New York, NY – The International Street Cannibals (ISC), hailed by The New York Times as a “brash new-music ensemble,” join forces with young boxers from the legendary Gleason’s Gym for STRIKE! will take place on Saturday, March 16 at 8 p.m., at the historic Gleason’s Gym – training home of 132 world champions, among them Mohammed Ali, George Foreman, Larry Holmes, and Roberto Duran – located at 77 Front Street in Dumbo, Brooklyn. Tickets are $20 ($15 for Gleason’s Gym members and students) and are available by calling 718-797-2872.

Part of an ongoing series, STRIKE! brings together boxing, dance and chamber music, allowing each discipline to combine in surprising partnerships while engendering new artistic forms. New music compositions from some of today’s most dexterous composers as well as modern masters will be heard in the unfamiliar, yet highly disciplined environment of the boxing ring. Short 10 to 12-minute sets of 3-minute chamber music works will alternate with 9-minute boxing bouts of 3 2-minute rounds. 

The music program will include:

* A Dixieland version of the well-beloved German folk tune, “Die Gedanken sind Frei,” which introduces and closes the concert with its call for freedom of thought.

* Dan “Wotan” Barrett’s impressionistic villanelle, "Philomela”(premiere); his “Technical Knock Out” (Premiere) (French horn, bass trombone, violin, electric guitar, percussion); as well as his schizoid “March of the Balonie Sandwiches” (bass trombone, violin, viola, and military snare drum), which exploits various species and layers of Canon.

• _INFORMATION SUPPLIED_
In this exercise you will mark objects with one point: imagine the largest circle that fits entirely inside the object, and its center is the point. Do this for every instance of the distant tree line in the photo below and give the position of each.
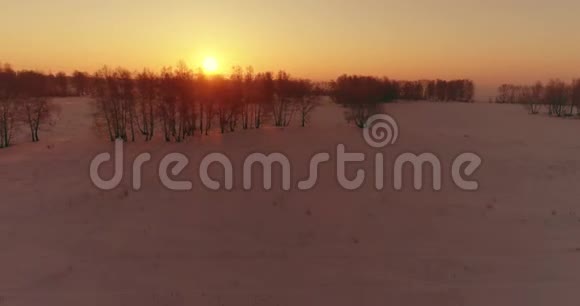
(178, 102)
(557, 97)
(25, 99)
(363, 95)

• _BRIEF_
Translate this sentence from the concert announcement into Spanish: "Tickets are $20 ($15 for Gleason’s Gym members and students) and are available by calling 718-797-2872." The records have no connection to the text.

• _EXPECTED OUTPUT_
Las entradas cuestan $20 ($15 para los miembros del Gleason’s Gym y los estudiantes) y están disponibles llamando al 718-797-2872.